**Exercise**
Convert every line of the data below into a JSON list of strings, with one string per line and blank lines omitted.

Excerpt from a dataset

(begin)

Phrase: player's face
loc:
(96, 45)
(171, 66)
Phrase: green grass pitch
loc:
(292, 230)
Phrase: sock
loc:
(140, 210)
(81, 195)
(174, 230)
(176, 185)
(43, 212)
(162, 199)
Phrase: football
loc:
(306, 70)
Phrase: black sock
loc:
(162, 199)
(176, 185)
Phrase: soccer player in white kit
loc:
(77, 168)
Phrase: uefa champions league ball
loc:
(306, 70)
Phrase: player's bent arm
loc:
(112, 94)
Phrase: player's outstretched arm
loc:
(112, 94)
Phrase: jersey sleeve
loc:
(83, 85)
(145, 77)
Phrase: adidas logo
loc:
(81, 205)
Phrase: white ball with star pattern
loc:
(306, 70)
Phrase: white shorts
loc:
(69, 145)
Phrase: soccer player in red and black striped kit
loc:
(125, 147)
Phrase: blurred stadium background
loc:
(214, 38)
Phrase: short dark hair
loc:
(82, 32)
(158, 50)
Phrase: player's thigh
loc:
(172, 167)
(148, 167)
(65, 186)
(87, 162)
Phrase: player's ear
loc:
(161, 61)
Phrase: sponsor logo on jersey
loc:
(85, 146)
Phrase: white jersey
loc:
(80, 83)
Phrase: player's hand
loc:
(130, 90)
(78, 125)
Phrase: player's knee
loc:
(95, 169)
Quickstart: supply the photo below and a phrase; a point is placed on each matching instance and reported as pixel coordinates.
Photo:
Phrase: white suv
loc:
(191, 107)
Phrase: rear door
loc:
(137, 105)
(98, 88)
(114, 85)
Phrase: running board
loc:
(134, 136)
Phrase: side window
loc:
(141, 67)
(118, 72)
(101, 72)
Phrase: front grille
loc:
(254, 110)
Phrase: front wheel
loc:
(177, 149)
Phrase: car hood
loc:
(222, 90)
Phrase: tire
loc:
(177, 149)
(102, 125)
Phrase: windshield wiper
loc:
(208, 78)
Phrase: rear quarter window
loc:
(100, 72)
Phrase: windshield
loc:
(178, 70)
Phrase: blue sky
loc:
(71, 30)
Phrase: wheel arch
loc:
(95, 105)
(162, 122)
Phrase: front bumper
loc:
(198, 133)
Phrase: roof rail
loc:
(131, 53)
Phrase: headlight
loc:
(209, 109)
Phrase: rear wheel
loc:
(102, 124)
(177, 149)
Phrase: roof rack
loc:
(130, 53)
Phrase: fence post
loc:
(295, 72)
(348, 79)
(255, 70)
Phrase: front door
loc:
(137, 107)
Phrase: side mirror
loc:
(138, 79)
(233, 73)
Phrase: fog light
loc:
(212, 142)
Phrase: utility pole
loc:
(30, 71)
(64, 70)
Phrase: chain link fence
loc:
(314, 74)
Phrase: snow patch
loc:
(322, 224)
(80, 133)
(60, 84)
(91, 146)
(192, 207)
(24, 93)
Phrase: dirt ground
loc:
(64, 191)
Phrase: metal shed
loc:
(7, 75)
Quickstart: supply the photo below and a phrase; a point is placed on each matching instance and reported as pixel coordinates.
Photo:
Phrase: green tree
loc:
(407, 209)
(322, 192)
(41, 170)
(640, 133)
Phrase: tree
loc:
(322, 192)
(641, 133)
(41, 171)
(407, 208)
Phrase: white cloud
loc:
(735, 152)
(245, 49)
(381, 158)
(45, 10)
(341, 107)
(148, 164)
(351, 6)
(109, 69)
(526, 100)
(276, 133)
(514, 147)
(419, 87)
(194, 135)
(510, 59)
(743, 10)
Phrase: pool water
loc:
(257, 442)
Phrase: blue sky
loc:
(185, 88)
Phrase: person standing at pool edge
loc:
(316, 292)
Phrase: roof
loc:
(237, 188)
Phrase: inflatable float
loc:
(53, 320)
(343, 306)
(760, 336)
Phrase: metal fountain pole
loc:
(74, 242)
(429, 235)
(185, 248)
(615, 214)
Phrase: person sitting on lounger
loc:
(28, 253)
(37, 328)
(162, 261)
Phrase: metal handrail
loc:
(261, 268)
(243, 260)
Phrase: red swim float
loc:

(end)

**Task answer**
[
  "Phrase: player's face",
  "loc:",
  "(96, 45)",
  "(171, 66)",
  "Phrase: green grass pitch",
  "loc:",
  "(292, 230)",
  "Phrase: sock",
  "loc:",
  "(140, 210)",
  "(81, 195)",
  "(174, 230)",
  "(176, 185)",
  "(43, 212)",
  "(162, 199)",
  "Phrase: football",
  "loc:",
  "(306, 70)",
  "Phrase: black sock",
  "loc:",
  "(162, 199)",
  "(176, 185)",
  "Phrase: soccer player in white kit",
  "loc:",
  "(77, 168)",
  "Phrase: uefa champions league ball",
  "loc:",
  "(306, 70)",
  "Phrase: player's bent arm",
  "loc:",
  "(112, 94)",
  "Phrase: player's outstretched arm",
  "loc:",
  "(112, 94)",
  "Phrase: jersey sleeve",
  "loc:",
  "(83, 85)",
  "(145, 77)",
  "Phrase: adidas logo",
  "loc:",
  "(81, 205)",
  "Phrase: white ball with star pattern",
  "loc:",
  "(306, 70)",
  "Phrase: white shorts",
  "loc:",
  "(69, 145)",
  "Phrase: soccer player in red and black striped kit",
  "loc:",
  "(125, 147)",
  "Phrase: blurred stadium background",
  "loc:",
  "(214, 38)",
  "Phrase: short dark hair",
  "loc:",
  "(82, 32)",
  "(158, 50)",
  "Phrase: player's thigh",
  "loc:",
  "(172, 167)",
  "(148, 167)",
  "(65, 186)",
  "(87, 162)",
  "Phrase: player's ear",
  "loc:",
  "(161, 61)",
  "Phrase: sponsor logo on jersey",
  "loc:",
  "(85, 146)",
  "Phrase: white jersey",
  "loc:",
  "(80, 83)",
  "Phrase: player's hand",
  "loc:",
  "(130, 90)",
  "(78, 125)",
  "Phrase: player's knee",
  "loc:",
  "(95, 169)",
  "Quickstart: supply the photo below and a phrase; a point is placed on each matching instance and reported as pixel coordinates.",
  "Photo:",
  "Phrase: white suv",
  "loc:",
  "(191, 107)",
  "Phrase: rear door",
  "loc:",
  "(137, 105)",
  "(98, 88)",
  "(114, 85)",
  "Phrase: running board",
  "loc:",
  "(134, 136)",
  "Phrase: side window",
  "loc:",
  "(141, 67)",
  "(118, 72)",
  "(101, 72)",
  "Phrase: front grille",
  "loc:",
  "(254, 110)",
  "Phrase: front wheel",
  "loc:",
  "(177, 149)",
  "Phrase: car hood",
  "loc:",
  "(222, 90)",
  "Phrase: tire",
  "loc:",
  "(177, 149)",
  "(102, 125)",
  "Phrase: windshield wiper",
  "loc:",
  "(208, 78)",
  "Phrase: rear quarter window",
  "loc:",
  "(100, 72)",
  "Phrase: windshield",
  "loc:",
  "(178, 70)",
  "Phrase: blue sky",
  "loc:",
  "(71, 30)",
  "Phrase: wheel arch",
  "loc:",
  "(95, 105)",
  "(162, 122)",
  "Phrase: front bumper",
  "loc:",
  "(198, 133)",
  "Phrase: roof rail",
  "loc:",
  "(131, 53)",
  "Phrase: headlight",
  "loc:",
  "(209, 109)",
  "Phrase: rear wheel",
  "loc:",
  "(102, 124)",
  "(177, 149)",
  "Phrase: roof rack",
  "loc:",
  "(130, 53)",
  "Phrase: fence post",
  "loc:",
  "(295, 72)",
  "(348, 79)",
  "(255, 70)",
  "Phrase: front door",
  "loc:",
  "(137, 107)",
  "Phrase: side mirror",
  "loc:",
  "(138, 79)",
  "(233, 73)",
  "Phrase: fog light",
  "loc:",
  "(212, 142)",
  "Phrase: utility pole",
  "loc:",
  "(30, 71)",
  "(64, 70)",
  "Phrase: chain link fence",
  "loc:",
  "(314, 74)",
  "Phrase: snow patch",
  "loc:",
  "(322, 224)",
  "(80, 133)",
  "(60, 84)",
  "(91, 146)",
  "(192, 207)",
  "(24, 93)",
  "Phrase: dirt ground",
  "loc:",
  "(64, 191)",
  "Phrase: metal shed",
  "loc:",
  "(7, 75)",
  "Quickstart: supply the photo below and a phrase; a point is placed on each matching instance and reported as pixel coordinates.",
  "Photo:",
  "Phrase: green tree",
  "loc:",
  "(407, 209)",
  "(322, 192)",
  "(41, 170)",
  "(640, 133)",
  "Phrase: tree",
  "loc:",
  "(322, 192)",
  "(641, 133)",
  "(41, 171)",
  "(407, 208)",
  "Phrase: white cloud",
  "loc:",
  "(735, 152)",
  "(245, 49)",
  "(381, 158)",
  "(45, 10)",
  "(341, 107)",
  "(148, 164)",
  "(351, 6)",
  "(109, 69)",
  "(526, 100)",
  "(276, 133)",
  "(514, 147)",
  "(419, 87)",
  "(194, 135)",
  "(510, 59)",
  "(743, 10)",
  "Phrase: pool water",
  "loc:",
  "(257, 442)",
  "Phrase: blue sky",
  "loc:",
  "(185, 88)",
  "Phrase: person standing at pool edge",
  "loc:",
  "(316, 292)",
  "Phrase: roof",
  "loc:",
  "(237, 188)",
  "Phrase: inflatable float",
  "loc:",
  "(53, 320)",
  "(343, 306)",
  "(760, 336)",
  "Phrase: metal fountain pole",
  "loc:",
  "(74, 242)",
  "(429, 235)",
  "(185, 248)",
  "(615, 214)",
  "Phrase: person sitting on lounger",
  "loc:",
  "(28, 253)",
  "(37, 328)",
  "(162, 261)",
  "Phrase: metal handrail",
  "loc:",
  "(261, 268)",
  "(243, 260)",
  "Phrase: red swim float",
  "loc:"
]